Fragmento para leer →
....

# Le passé /el pasado (passé simple / passé composé)



## stupidshorty

Bonjour tout le monde!
Bueno, en mi clase de frances estamos aprendiendo como conjurar el termino pasado pero me he dado cuenta de que hay muchos. Estan LE PASSE SIMPLE, LE PASSE COMPOSE (avoir), LE PASSE COMPOSE (être), LE CONDITIONNEl PASSE, y LE PASSE ANTERIEUR. Como hay tantos estoy confundida y no se cual es la diferencia entre estos terminos del tiempo pasado. Cual es el que mas se usa en frances? Je suis allé, j'ai été, o algun otro? Por favor, alguien ayudeme! Estoy muy confundida!!!  Gracias de antemano!

-Dianna

PD: Yo se que estoy haciendo una pregunta complicada, pero por favor, alguien ayudeme!


----------



## muriel.m

Buenos dias,

A ver si te puedo aclarar una parte de tus preguntas.

1° Le passé simple ya casi no se usa (hablando), es muy coloquial pero si se encuentra bastante en los que se refiere a la literatura. (articulos de prensa, novelas etc...)

2° *Le Passé Composé avec "être*": solo se utiliza "être" con algunos verbos que se llaman *"verbos de movimiento*" y son:
Venir, Aller, Entrer, Sortir, Arriver, Partir, Monter, Descendre
Y *tambien:* Rester, Naître, Mourir

Ejemplo: je suis allé(e)
J'*ai été* se utiliza pero *no es correcto*
Je suis arrivé(e) tôt

Para todos los demas verbos se utiliza: "avoir".

A ver si alguien te contesta para tus otras preguntas.... Solo te puedo decir que el passé antérieur tampoco se utiliza mucho (ej: j'eus aimé venir)

Saludos


----------



## eklir

Estoy totalmente de acuerdo con Muriel.
El passé antérieur tiene una suerte de valor de un futuro dentro del pasado, es más complicado y se utiliza muy poco también. 
El condicional es eso, un condicional (como en castellano).
Por tanto, y ya que estás empezando, yo me centraría en el passé composé: el que más cerca está del presente y expresa un pasado inmediato.

....

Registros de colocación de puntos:

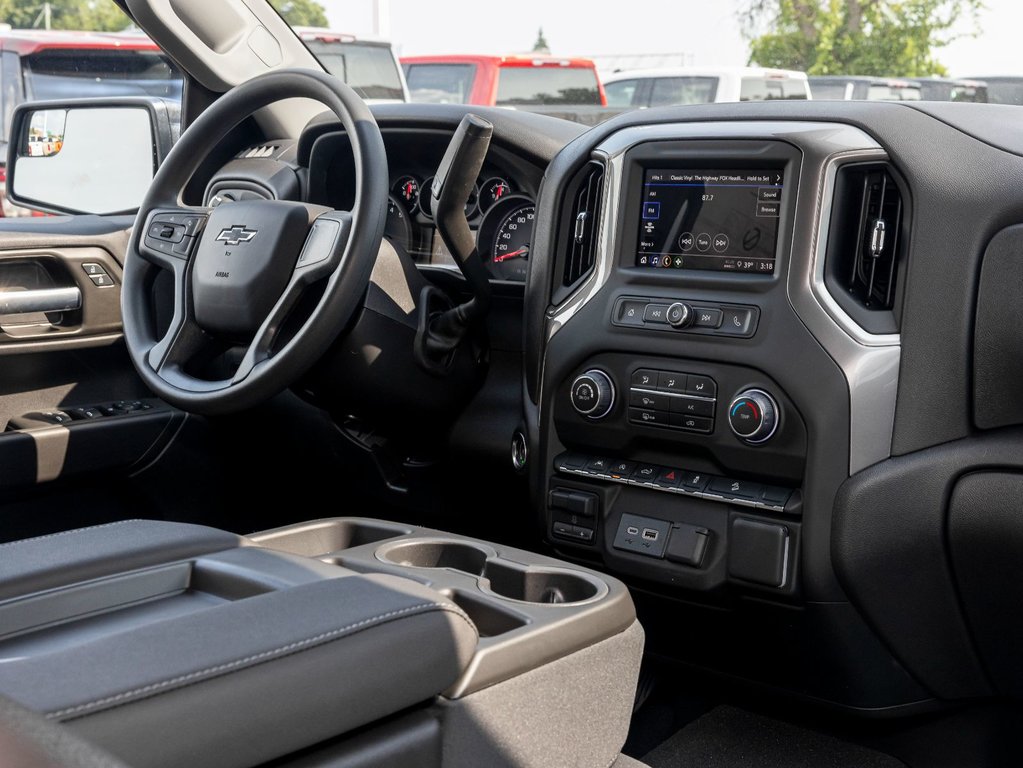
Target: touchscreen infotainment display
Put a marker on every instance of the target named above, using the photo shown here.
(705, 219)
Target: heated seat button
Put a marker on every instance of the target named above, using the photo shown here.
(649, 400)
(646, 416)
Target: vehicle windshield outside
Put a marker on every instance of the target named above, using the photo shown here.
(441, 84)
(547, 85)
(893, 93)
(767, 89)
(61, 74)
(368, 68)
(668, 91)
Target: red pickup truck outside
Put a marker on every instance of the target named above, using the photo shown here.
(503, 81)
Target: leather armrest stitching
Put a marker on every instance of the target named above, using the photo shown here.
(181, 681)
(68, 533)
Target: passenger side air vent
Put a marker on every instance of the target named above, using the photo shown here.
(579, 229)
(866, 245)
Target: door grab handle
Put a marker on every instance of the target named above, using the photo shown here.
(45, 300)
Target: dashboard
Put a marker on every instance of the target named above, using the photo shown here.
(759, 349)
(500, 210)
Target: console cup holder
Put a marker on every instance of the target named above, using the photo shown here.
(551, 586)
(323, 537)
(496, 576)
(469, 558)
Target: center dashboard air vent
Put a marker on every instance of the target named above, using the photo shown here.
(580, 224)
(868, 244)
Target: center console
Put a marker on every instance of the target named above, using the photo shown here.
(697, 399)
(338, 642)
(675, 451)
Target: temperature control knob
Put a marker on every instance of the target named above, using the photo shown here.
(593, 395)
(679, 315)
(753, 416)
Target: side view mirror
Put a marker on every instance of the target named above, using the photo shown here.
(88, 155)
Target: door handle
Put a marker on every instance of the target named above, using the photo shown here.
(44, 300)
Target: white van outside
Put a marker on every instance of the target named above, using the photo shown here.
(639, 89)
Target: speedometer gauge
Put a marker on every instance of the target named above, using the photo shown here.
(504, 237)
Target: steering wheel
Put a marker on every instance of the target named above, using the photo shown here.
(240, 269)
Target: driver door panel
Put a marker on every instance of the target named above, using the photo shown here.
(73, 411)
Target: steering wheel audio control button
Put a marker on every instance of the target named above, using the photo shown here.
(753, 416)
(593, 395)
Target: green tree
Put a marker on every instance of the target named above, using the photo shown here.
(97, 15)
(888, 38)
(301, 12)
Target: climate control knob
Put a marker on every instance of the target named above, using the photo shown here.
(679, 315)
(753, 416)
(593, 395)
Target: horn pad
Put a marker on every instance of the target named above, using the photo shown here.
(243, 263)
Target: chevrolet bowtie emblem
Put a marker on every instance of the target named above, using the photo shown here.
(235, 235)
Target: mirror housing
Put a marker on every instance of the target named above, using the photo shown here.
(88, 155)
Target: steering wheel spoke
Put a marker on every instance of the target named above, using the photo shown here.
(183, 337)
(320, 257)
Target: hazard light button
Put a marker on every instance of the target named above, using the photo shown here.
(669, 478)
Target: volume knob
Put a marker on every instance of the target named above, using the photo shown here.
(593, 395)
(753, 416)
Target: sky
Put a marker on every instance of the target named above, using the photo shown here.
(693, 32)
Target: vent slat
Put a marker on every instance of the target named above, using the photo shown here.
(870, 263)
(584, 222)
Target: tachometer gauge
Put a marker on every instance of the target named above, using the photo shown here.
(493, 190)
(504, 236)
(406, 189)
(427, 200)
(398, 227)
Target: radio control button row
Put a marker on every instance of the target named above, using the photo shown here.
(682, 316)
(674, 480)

....

Tarea breve → Cambia "mucho" por "con frecuencia" en el hilo sobre el pasado en francés y reproduce el fragmento que empieza con "Para todos los" y sigue hasta "j'eus aimé venir)". El material no guarda relación con el hilo sobre el pasado en francés.

Resultado correcto →
Para todos los demas verbos se utiliza: "avoir".

A ver si alguien te contesta para tus otras preguntas.... Solo te puedo decir que el passé antérieur tampoco se utiliza con frecuencia (ej: j'eus aimé venir)